Reproduce everything from the start of the material down to the line containing "12 294 L 23", replacing "query phrase" with "search phrase" and leaving all else unchanged. Omit the pictures from your answer.

_Listing_:
━━━

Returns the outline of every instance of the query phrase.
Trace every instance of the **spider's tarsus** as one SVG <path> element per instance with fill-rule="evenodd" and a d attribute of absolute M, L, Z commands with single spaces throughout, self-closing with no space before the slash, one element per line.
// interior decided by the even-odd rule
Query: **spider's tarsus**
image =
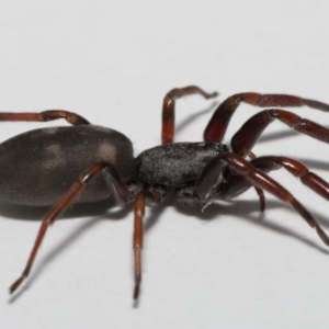
<path fill-rule="evenodd" d="M 12 294 L 23 282 L 23 280 L 25 279 L 24 275 L 20 276 L 9 288 L 9 293 Z"/>

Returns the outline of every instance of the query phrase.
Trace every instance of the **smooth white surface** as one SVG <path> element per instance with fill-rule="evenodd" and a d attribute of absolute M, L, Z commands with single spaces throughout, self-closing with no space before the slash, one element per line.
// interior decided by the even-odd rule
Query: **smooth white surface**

━━━

_Finished answer_:
Returns the outline of every instance of the search phrase.
Trace every instance of the **spider's tarsus** as one SVG <path> element per instance with fill-rule="evenodd" and a d attribute of absolute M, L, Z commands with single spaces throughout, self-closing with no space before the slash, one element per line.
// interior decided by the even-odd rule
Query: **spider's tarsus**
image =
<path fill-rule="evenodd" d="M 12 294 L 23 282 L 23 280 L 25 279 L 24 275 L 20 276 L 9 288 L 9 293 Z"/>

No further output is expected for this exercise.